Problem details:
Rewrite every line from the one containing "Where can you find the painted" through the last of the items, both ends included. Increase each coordinate in the points by 51 and leave all other text unchanged.

********

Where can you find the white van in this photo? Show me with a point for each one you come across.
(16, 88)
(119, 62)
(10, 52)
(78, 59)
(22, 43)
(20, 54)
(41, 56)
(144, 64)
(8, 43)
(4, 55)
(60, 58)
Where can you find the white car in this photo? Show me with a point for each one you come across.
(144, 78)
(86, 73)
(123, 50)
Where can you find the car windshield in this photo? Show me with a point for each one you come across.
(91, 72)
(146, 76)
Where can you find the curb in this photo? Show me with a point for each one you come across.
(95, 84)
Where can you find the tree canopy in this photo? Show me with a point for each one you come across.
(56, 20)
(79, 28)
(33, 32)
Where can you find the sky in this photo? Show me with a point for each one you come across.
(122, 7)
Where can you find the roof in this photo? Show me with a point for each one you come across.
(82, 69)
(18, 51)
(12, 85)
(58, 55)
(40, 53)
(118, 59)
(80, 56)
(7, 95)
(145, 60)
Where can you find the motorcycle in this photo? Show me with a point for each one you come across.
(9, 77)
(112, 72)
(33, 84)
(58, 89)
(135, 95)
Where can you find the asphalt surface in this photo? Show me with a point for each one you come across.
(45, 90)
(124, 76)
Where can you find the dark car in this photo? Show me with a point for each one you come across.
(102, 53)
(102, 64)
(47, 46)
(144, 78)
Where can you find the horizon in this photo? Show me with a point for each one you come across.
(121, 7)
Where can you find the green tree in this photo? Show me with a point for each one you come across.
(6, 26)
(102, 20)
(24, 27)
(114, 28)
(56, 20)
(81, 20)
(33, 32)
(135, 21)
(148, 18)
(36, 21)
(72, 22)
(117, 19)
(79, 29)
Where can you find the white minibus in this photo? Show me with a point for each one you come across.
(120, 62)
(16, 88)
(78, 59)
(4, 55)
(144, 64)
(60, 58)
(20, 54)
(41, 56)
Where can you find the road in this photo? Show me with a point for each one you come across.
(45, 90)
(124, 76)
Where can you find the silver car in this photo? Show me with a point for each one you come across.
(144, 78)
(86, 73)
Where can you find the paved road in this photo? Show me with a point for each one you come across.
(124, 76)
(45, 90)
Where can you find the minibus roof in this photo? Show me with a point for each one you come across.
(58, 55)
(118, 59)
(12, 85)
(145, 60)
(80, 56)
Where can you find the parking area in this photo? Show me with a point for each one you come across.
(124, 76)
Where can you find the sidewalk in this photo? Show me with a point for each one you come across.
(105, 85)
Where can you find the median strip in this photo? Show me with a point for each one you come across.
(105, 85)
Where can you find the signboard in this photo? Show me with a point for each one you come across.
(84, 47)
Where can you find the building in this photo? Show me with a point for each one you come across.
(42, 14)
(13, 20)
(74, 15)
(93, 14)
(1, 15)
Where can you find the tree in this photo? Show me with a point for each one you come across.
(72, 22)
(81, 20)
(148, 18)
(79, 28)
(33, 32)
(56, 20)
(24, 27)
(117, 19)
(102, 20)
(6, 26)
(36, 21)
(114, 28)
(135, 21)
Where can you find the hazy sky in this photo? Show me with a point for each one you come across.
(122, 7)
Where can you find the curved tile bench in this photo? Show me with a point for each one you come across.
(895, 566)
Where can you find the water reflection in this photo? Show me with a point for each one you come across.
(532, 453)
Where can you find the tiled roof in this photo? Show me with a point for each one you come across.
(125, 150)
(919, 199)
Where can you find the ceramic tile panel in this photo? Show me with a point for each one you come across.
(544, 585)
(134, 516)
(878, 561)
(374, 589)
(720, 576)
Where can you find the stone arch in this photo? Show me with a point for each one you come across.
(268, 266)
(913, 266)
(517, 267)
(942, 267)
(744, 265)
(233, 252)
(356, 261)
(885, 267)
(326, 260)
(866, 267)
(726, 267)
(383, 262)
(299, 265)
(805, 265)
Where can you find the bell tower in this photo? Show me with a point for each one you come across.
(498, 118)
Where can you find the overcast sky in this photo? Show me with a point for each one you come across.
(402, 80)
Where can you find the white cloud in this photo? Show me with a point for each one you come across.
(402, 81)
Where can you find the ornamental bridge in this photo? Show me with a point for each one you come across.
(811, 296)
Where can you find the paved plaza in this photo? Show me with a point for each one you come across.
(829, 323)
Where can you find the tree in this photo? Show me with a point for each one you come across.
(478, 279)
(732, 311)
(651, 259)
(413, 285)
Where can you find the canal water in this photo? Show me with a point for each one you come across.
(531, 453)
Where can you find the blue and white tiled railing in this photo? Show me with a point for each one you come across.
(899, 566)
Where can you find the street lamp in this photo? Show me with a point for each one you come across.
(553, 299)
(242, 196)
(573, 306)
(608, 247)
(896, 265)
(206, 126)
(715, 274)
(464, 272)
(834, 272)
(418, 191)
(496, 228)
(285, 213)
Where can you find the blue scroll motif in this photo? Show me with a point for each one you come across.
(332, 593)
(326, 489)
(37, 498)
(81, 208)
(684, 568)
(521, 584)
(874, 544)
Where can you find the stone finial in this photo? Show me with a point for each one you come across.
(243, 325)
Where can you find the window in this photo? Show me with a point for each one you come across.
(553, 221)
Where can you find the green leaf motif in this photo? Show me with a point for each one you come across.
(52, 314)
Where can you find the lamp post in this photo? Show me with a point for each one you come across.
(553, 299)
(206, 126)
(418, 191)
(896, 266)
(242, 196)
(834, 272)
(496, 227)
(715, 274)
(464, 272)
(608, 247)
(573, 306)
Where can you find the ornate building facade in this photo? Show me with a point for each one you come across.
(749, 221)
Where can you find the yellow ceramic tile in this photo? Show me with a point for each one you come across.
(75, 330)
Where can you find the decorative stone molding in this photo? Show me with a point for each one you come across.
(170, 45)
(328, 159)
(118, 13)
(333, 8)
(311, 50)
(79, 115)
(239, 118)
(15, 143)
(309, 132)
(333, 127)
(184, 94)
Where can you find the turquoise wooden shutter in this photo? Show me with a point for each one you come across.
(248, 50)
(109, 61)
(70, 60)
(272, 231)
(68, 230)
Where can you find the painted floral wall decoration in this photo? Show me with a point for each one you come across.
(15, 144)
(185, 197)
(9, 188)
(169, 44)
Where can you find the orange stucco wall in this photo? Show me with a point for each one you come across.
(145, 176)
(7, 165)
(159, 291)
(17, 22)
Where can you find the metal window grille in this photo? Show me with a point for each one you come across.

********

Task response:
Where can you find the painted floral wall decoration in this photo? Show me with a point for each one you come across.
(66, 195)
(236, 248)
(60, 239)
(220, 95)
Where can you find the orange stucco wall in this photo? Show me with a point for each one you come across.
(196, 227)
(58, 216)
(210, 342)
(68, 73)
Where can you find the metal window grille in this photo? Show me with a point for each one you come across.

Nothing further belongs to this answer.